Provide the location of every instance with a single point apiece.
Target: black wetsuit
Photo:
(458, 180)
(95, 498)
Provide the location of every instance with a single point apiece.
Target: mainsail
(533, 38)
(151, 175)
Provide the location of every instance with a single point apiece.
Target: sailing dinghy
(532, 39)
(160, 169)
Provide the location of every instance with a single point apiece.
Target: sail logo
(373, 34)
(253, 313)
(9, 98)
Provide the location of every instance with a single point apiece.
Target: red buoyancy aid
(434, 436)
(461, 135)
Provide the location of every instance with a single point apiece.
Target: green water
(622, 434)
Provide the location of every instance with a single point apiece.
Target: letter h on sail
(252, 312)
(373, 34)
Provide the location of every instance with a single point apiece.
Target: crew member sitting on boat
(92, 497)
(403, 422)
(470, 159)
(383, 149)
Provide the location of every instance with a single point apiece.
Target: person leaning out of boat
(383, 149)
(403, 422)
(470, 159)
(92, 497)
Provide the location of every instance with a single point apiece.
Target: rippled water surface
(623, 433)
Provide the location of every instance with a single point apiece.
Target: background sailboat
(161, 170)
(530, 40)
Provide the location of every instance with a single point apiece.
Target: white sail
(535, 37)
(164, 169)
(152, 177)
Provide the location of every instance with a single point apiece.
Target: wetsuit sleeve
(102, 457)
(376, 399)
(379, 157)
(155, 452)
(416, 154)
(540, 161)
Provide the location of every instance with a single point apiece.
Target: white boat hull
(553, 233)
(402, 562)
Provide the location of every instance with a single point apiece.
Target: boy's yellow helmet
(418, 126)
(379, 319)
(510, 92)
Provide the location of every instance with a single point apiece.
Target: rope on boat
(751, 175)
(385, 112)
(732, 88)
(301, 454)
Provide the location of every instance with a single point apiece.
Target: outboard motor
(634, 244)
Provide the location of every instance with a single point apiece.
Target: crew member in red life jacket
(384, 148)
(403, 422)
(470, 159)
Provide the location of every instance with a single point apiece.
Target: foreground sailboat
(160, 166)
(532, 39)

######

▸ **Problem statement**:
Return each entry from above without altering a single character.

▸ **Answer to this task**:
Provide the location of every instance with a single point apiece.
Target: black wetsuit
Photo:
(458, 180)
(95, 498)
Provide the location of every instance with a single point apiece.
Target: mainsail
(533, 38)
(151, 175)
Provide the location of every instance with a single point apiece.
Target: sailing dinghy
(532, 39)
(160, 169)
Provide the location of every instance with a single point apiece.
Target: sail logo
(373, 34)
(253, 313)
(9, 98)
Provide the location of every instance with a single point apiece.
Target: red buoyancy aid
(434, 436)
(461, 135)
Provide the location of every instance with a single point apiece.
Target: green water
(622, 434)
Provide the location of every instance with a single point apiece.
Target: letter h on sail
(252, 312)
(373, 34)
Provide the location of every instance with a single point apiece.
Target: crew member sitting on boat
(92, 497)
(403, 422)
(470, 159)
(383, 149)
Provide the location of every instance with a single point apiece.
Target: person leaning out of boat
(383, 149)
(403, 422)
(470, 159)
(92, 497)
Provide the location of every instance with a single point apiece.
Target: rippled water surface
(623, 433)
Provide the location of every instance with a single point apiece.
Target: background sailboat
(161, 170)
(530, 40)
Provide the location of every instance with a single point apiece.
Target: white sail
(535, 37)
(164, 169)
(152, 177)
Provide the location of every instance with a single point apiece.
Target: wetsuit sleeve
(102, 457)
(376, 399)
(379, 157)
(155, 452)
(416, 154)
(540, 161)
Provide the location of every instance with a single point apiece.
Target: white boat hull
(553, 233)
(402, 562)
Provide the location of every instance with a single point apiece.
Target: boy's yellow helmet
(418, 126)
(379, 319)
(510, 92)
Provide the location of every instance with a single point apiece.
Target: rope on boat
(751, 175)
(385, 112)
(732, 88)
(301, 454)
Provide the location of every instance with a single point apiece.
Target: outboard motor
(634, 244)
Provide the location of every instance with a single point apiece.
Target: crew member in red life jacket
(384, 148)
(403, 422)
(470, 159)
Provide the location of every instance with a single point apiece.
Target: foreground sailboat
(160, 166)
(532, 39)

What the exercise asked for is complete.